─── Information provided

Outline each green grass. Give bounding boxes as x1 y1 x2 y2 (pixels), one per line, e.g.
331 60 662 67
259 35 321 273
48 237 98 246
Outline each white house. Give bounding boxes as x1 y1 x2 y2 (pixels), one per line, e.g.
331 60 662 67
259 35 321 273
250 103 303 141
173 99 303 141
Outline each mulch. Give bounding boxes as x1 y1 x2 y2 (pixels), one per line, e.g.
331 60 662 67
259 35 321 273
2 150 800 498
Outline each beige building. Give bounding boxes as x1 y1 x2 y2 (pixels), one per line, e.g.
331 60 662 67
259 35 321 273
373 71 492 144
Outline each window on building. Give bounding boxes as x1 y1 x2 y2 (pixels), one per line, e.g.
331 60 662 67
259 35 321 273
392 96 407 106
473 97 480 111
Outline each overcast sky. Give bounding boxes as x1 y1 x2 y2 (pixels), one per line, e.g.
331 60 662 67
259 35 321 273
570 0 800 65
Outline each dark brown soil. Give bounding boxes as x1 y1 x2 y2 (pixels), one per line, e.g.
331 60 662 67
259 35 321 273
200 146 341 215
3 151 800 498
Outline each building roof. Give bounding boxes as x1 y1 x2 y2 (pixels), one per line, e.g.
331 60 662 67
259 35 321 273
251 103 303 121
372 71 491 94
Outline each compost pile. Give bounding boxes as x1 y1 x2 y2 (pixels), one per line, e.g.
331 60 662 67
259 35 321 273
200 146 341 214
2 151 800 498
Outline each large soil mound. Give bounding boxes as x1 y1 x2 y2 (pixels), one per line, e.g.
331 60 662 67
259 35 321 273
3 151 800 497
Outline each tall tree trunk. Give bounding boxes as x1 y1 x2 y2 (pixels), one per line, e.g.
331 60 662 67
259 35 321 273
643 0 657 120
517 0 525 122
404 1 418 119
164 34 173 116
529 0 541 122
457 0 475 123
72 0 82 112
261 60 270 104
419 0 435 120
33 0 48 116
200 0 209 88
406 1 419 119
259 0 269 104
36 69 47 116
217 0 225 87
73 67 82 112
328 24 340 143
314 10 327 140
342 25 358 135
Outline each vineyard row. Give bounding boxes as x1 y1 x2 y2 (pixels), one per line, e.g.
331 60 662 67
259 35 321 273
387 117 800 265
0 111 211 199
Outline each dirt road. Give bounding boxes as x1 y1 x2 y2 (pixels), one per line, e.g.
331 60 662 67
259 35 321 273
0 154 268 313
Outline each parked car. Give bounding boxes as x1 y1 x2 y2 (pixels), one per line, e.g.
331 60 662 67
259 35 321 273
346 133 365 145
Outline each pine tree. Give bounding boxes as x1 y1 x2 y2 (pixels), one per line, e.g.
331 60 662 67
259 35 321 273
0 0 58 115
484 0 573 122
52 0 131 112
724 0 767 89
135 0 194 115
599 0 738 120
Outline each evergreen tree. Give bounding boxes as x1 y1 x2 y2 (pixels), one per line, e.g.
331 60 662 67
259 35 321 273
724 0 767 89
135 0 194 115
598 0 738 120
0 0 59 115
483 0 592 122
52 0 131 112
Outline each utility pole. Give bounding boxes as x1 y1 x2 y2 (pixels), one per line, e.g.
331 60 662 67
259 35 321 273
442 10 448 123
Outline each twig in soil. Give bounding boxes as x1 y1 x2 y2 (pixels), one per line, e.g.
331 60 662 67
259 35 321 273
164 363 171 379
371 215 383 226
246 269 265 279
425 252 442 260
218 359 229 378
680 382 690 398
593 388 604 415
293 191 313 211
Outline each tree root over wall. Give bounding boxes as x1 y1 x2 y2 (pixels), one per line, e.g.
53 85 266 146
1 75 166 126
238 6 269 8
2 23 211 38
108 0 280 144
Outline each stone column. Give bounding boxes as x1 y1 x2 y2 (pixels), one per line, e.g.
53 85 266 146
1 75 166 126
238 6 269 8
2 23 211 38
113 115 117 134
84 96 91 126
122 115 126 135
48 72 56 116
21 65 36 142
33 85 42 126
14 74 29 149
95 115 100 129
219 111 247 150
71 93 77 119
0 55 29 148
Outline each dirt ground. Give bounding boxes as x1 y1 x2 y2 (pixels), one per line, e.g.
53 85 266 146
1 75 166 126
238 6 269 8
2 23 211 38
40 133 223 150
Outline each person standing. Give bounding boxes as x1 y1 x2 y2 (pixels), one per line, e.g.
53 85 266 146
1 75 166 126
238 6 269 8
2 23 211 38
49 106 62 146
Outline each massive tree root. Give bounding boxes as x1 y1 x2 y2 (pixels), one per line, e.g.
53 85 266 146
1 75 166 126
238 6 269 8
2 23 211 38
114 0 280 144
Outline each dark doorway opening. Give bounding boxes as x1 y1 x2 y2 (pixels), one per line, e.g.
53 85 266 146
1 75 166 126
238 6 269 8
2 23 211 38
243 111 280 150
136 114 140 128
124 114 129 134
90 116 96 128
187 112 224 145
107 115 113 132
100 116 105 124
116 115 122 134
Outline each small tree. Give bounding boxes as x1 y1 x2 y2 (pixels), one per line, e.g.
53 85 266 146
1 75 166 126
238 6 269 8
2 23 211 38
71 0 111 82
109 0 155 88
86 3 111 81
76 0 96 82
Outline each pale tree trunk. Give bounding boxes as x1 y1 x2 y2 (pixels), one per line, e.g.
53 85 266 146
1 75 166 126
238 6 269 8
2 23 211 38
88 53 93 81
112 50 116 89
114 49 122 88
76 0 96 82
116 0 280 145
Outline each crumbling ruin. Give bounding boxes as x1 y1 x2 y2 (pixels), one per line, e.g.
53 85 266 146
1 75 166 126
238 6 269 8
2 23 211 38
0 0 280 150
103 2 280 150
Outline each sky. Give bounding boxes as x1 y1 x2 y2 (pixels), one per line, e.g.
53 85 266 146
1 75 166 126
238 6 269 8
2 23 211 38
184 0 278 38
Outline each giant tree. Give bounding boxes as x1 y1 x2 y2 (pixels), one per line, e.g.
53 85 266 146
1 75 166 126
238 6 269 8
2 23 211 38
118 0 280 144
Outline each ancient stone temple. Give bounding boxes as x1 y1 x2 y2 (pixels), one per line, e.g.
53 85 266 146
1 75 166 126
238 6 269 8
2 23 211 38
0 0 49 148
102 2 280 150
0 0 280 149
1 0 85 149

──────

Exercise details:
Please give all the lines above again, exactly as they read.

Task answer:
Outline each green grass. Give bounding boxes as x1 y1 x2 y2 (pixels), one per line, e.g.
331 60 662 67
259 35 321 273
48 237 98 246
Outline each white house. Give bounding boxes as x1 y1 x2 y2 (pixels), one per line, e.g.
331 60 662 67
259 35 321 273
250 103 303 141
173 99 303 141
Outline each mulch. Give bounding boxes as x1 y1 x2 y2 (pixels), one per line, e.g.
331 60 662 67
259 35 321 273
2 150 800 498
Outline each beige building. Give bounding boxes as x1 y1 x2 y2 (pixels), one per line, e.g.
331 60 662 67
259 35 321 273
373 71 492 144
Outline each window on building. Give bounding boxes as x1 y1 x2 y2 (pixels), one per line, e.g.
331 60 662 67
259 35 321 273
392 96 407 106
473 97 480 111
Outline each overcast sky. Give bounding boxes as x1 y1 x2 y2 (pixels), one per line, e.g.
331 60 662 67
259 35 321 273
570 0 800 65
Outline each dark brown soil. Give bounding boxes as x1 y1 x2 y2 (pixels), one per line, e.g.
331 60 662 67
259 35 321 273
200 146 341 215
3 151 800 498
Outline each building roof. Give bounding boxes as x1 y1 x2 y2 (pixels), one per line, e.g.
331 60 662 67
259 35 321 273
251 103 303 121
372 71 491 94
Outline each compost pile. Give bounding boxes as x1 y1 x2 y2 (pixels), one per line, e.g.
331 60 662 67
259 35 321 273
200 146 341 214
2 151 800 498
Outline each large soil mound. Give bounding boxes as x1 y1 x2 y2 (pixels), one per line, e.g.
331 60 662 67
259 35 321 273
3 151 800 497
Outline each tall tree trunk. Give bounding boxes as x1 y1 x2 y2 (pixels), one per line, e.g.
331 60 662 67
259 35 321 273
643 0 657 120
517 0 525 122
404 1 418 119
164 34 173 116
529 0 541 122
457 0 475 123
72 0 82 112
261 60 270 104
419 0 435 120
33 0 48 116
200 0 209 88
406 1 419 119
259 0 269 104
36 69 47 116
217 0 225 87
73 67 82 112
328 24 340 143
314 10 327 140
342 25 358 135
Outline each vineyard row. Give bounding boxes as x1 y1 x2 y2 (pixels), one per line, e.g.
331 60 662 67
259 35 321 273
387 117 800 265
0 111 211 199
Outline each dirt road. Give bounding boxes as x1 y1 x2 y2 (pixels), one per line, e.g.
331 60 662 67
259 35 321 273
0 154 268 313
Outline each parked car. Give bounding boxes as x1 y1 x2 y2 (pixels), one per line, e.g.
331 60 662 67
259 35 321 273
346 133 365 145
Outline each pine tree. Give bounding boxes as x1 y1 x2 y2 (pixels), one per line, e.g.
331 60 662 67
259 35 321 273
0 0 58 115
484 0 573 122
52 0 131 112
724 0 767 89
135 0 194 115
599 0 738 120
Outline each evergreen tree. Give bounding boxes as x1 y1 x2 y2 (pixels), one per line, e.g.
331 60 662 67
259 35 321 273
724 0 767 89
135 0 194 115
598 0 738 120
0 0 59 115
483 0 592 122
52 0 131 112
Outline each utility pole. Give bounding boxes as x1 y1 x2 y2 (pixels), one per line, e.g.
331 60 662 67
259 35 321 273
442 10 448 123
Outline each twig in soil. Give bounding boxes as x1 y1 x2 y2 (pixels), one per line, e.g.
331 60 662 67
259 35 321 273
164 363 171 379
371 215 383 226
246 269 265 279
425 252 442 260
218 359 229 378
680 382 690 398
593 388 604 415
293 191 313 211
Outline each tree root over wall. Give bounding boxes as x1 y1 x2 y2 (pixels), one per line, e.g.
53 85 266 146
1 75 166 126
238 6 269 8
2 23 211 38
108 0 280 144
Outline each stone column. Give bounding boxes as x1 y1 x2 y2 (pixels), one per line, e.g.
53 85 266 146
1 75 166 126
238 6 269 8
2 23 211 38
113 115 117 134
84 96 91 126
122 115 126 135
48 72 56 116
21 65 36 142
33 85 42 126
14 74 29 149
95 115 100 129
219 111 247 150
71 93 77 119
0 55 29 148
Outline each dirt ground. Give bounding boxes as x1 y1 x2 y2 (pixels), one per line, e.g.
53 85 266 146
1 75 166 126
238 6 269 8
2 23 211 38
40 133 223 150
Outline each person standing. Give bounding boxes as x1 y1 x2 y2 (pixels), one per line, e.g.
53 85 266 146
1 75 166 126
238 6 269 8
2 23 211 38
49 106 62 146
Outline each massive tree root. Give bounding boxes as x1 y1 x2 y2 (pixels), one per line, e.g.
53 85 266 146
1 75 166 126
238 6 269 8
2 23 211 38
114 0 280 144
Outline each dark doorway opening. Give bounding boxes as x1 y1 x2 y2 (pixels), one per line, e.g.
53 85 266 146
1 75 166 126
238 6 269 8
2 23 211 38
243 111 280 150
136 114 140 128
124 114 129 134
90 116 96 128
187 112 224 145
107 115 113 132
100 116 105 124
116 115 122 134
Outline each small tree. Give bounding boxes as x1 y1 x2 y2 (pixels), one per line, e.g.
53 85 266 146
1 75 166 126
238 6 269 8
2 23 211 38
71 0 111 82
109 0 155 88
86 3 111 81
76 0 96 82
Outline each pale tree trunk. Give bounding boxes as x1 y1 x2 y2 (pixels), one per line, e.g.
53 85 266 146
1 75 166 126
238 6 269 8
2 23 211 38
88 53 93 81
112 50 116 89
114 49 122 88
76 0 96 82
116 0 280 145
Outline each crumbling ruin. Give bounding boxes as x1 y1 x2 y2 (pixels), one per line, e.g.
53 85 266 146
1 75 166 126
238 6 269 8
2 23 211 38
0 0 280 150
103 2 280 150
Outline each sky. Give bounding boxes as x1 y1 x2 y2 (pixels), one per line, e.g.
53 85 266 146
1 75 166 126
238 6 269 8
2 23 211 38
184 0 278 38
Outline each giant tree. Give bounding boxes as x1 y1 x2 y2 (pixels), one per line, e.g.
53 85 266 146
1 75 166 126
238 6 269 8
2 23 211 38
118 0 280 144
Outline each ancient stone temple. Give bounding boxes as x1 y1 x2 y2 (pixels), one per line, e.g.
53 85 266 146
1 75 166 126
238 6 269 8
2 23 211 38
0 0 49 148
102 2 280 150
0 0 280 149
1 0 85 149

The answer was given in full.